- _TASK TO CARRY OUT_
Write out the whole of the material exactly.

Stored items from a collection
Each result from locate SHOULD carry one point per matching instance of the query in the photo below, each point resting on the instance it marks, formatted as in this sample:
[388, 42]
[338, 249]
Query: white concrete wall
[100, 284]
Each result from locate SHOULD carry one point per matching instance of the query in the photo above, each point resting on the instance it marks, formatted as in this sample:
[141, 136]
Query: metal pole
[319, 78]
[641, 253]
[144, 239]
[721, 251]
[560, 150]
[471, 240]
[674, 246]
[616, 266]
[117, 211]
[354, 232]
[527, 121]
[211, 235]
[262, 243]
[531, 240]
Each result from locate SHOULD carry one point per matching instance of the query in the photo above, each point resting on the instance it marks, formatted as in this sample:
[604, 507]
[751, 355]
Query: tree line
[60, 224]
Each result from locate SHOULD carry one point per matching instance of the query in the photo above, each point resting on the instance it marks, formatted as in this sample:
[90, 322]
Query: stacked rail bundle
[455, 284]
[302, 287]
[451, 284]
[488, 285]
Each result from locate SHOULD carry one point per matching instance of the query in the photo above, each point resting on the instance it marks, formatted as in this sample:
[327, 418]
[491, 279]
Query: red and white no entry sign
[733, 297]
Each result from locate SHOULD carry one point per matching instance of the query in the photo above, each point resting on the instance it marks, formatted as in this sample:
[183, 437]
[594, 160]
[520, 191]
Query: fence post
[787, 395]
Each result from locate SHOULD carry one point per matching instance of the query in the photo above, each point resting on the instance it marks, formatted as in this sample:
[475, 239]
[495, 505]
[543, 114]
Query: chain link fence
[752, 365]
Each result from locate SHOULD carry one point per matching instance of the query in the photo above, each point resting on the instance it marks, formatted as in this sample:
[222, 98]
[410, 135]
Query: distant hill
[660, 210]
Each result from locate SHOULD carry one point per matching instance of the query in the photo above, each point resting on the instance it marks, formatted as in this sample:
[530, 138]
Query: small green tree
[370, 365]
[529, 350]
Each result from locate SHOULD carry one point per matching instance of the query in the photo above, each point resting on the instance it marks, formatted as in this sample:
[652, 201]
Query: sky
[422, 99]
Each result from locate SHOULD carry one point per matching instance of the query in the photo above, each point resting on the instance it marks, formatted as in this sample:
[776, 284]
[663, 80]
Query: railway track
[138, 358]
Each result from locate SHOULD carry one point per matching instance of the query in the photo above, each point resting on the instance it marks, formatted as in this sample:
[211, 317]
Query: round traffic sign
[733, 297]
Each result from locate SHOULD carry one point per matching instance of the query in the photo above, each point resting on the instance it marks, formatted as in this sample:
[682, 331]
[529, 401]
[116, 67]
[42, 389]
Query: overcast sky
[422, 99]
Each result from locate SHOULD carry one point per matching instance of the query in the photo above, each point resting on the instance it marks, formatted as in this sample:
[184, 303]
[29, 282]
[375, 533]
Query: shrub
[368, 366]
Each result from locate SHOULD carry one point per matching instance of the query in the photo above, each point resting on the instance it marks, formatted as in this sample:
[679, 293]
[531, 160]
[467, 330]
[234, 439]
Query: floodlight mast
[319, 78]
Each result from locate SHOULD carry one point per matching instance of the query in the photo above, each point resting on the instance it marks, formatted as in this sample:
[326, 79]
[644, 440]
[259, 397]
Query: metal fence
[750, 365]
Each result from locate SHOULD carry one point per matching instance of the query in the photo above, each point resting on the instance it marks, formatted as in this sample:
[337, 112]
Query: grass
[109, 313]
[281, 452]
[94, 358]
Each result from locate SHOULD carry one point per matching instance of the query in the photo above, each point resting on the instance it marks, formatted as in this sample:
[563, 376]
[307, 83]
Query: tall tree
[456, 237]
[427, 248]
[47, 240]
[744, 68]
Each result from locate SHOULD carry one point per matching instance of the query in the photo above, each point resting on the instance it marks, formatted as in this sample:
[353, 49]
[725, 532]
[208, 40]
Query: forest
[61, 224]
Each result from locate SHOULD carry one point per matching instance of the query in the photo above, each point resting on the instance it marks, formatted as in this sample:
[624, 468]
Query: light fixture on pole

- _EXERCISE OUTPUT_
Each result from locate SHOULD carry one point per matching instance of the query in the photo below, each point resting on the instance it marks, formatted as in this sample:
[388, 42]
[338, 249]
Query: white concrete wall
[100, 284]
Each result from locate SHOULD carry one point per matching instance of the query in the photo above, each point resting on the instance it marks, formatted as in this sample:
[141, 136]
Query: metal pole
[319, 78]
[641, 253]
[144, 239]
[721, 251]
[560, 150]
[471, 240]
[674, 246]
[616, 266]
[117, 211]
[354, 232]
[527, 121]
[211, 235]
[262, 243]
[531, 240]
Each result from locate SHOULD carry one point per matching instance of the query in the photo above, each point resting on the instance it marks, formatted as in this sample:
[604, 507]
[751, 355]
Query: tree line
[60, 224]
Each result from locate SHOULD carry one point per matching instance of the query in the photo above, each point resting on the instance it marks, formatted as in this sample:
[90, 322]
Query: stacked rail bundle
[455, 284]
[302, 287]
[451, 284]
[488, 285]
Each result from locate SHOULD carry one point per matching instance of the query in the photo above, each point resting on the instance it marks, formatted as in this sample:
[327, 418]
[491, 279]
Query: red and white no entry sign
[733, 297]
Each result from locate SHOULD carry one point per matching instance of the query in the photo above, each point resting on the instance it marks, formatted as in this sample:
[183, 437]
[594, 160]
[520, 191]
Query: fence post
[787, 395]
Each result from locate SHOULD carry one point per matching instance of the query in the photo above, each point resting on the instance it marks, formatted as in this sample:
[475, 239]
[495, 505]
[543, 114]
Query: chain link fence
[752, 365]
Each result from locate SHOULD carry one point per matching instance of the query in the photo above, each point resting on the instance it marks, formatted as in this sample:
[222, 98]
[410, 135]
Query: distant hill
[660, 210]
Each result from locate SHOULD carry one point per matching instance of the query in the photo above, each point resting on the instance it marks, formatted as in this sample:
[530, 138]
Query: small green tree
[370, 365]
[529, 350]
Each result from locate SHOULD carry one point per matching instance of the query in the photo above, each point resting on the instance it marks, formatted as in this sample:
[652, 201]
Query: sky
[422, 99]
Each result from locate SHOULD carry one point per matching instance of the query in the photo above, each point resting on the instance it marks, formatted as in this sample:
[776, 284]
[663, 80]
Query: railway track
[138, 358]
Each result from locate SHOULD carry one point per matching instance of the query in the photo above, each point resting on the instance it marks, formatted as in this sample:
[211, 317]
Query: round traffic sign
[733, 297]
Each result from locate SHOULD carry one point per matching instance of the query in the photo above, each point resting on the instance it marks, formatted as in this sample:
[682, 331]
[529, 401]
[116, 67]
[42, 389]
Query: overcast sky
[422, 99]
Each result from locate SHOULD carry one point per matching instance of the query in the photo above, each point resting on the instance it marks, formatted as in this sample:
[184, 303]
[29, 282]
[375, 533]
Query: shrub
[368, 366]
Each result from locate SHOULD carry one point per matching instance of the query in the photo above, each point resting on the instance it marks, formatted as in this sample:
[679, 293]
[531, 160]
[467, 330]
[234, 439]
Query: floodlight mast
[319, 78]
Each result from locate SHOULD carry one point per matching instance of the query in the photo above, each point resting on the instance it marks, formatted as in this sample:
[326, 79]
[644, 440]
[259, 397]
Query: metal fence
[750, 365]
Each result from locate SHOULD carry one point per matching instance of the query in the photo above, each point resting on the instance it marks, formatted as in this sample:
[337, 112]
Query: grass
[109, 313]
[281, 452]
[94, 358]
Each result from locate SHOULD carry one point per matching instance of the query in the photo above, each point resting on the instance it marks, formatted as in this sample:
[563, 376]
[307, 83]
Query: tall tree
[456, 237]
[427, 248]
[47, 240]
[744, 68]
Each result from locate SHOULD carry one point per matching instance of the query in the photo above, each point resting on the instance it marks, formatted as in this sample:
[353, 49]
[725, 532]
[208, 40]
Query: forest
[61, 224]
Each result from locate SHOULD carry one point per matching instance of the query in the photo above, each point resting on the instance it marks, formatted as in this sample:
[624, 468]
Query: light fixture on pole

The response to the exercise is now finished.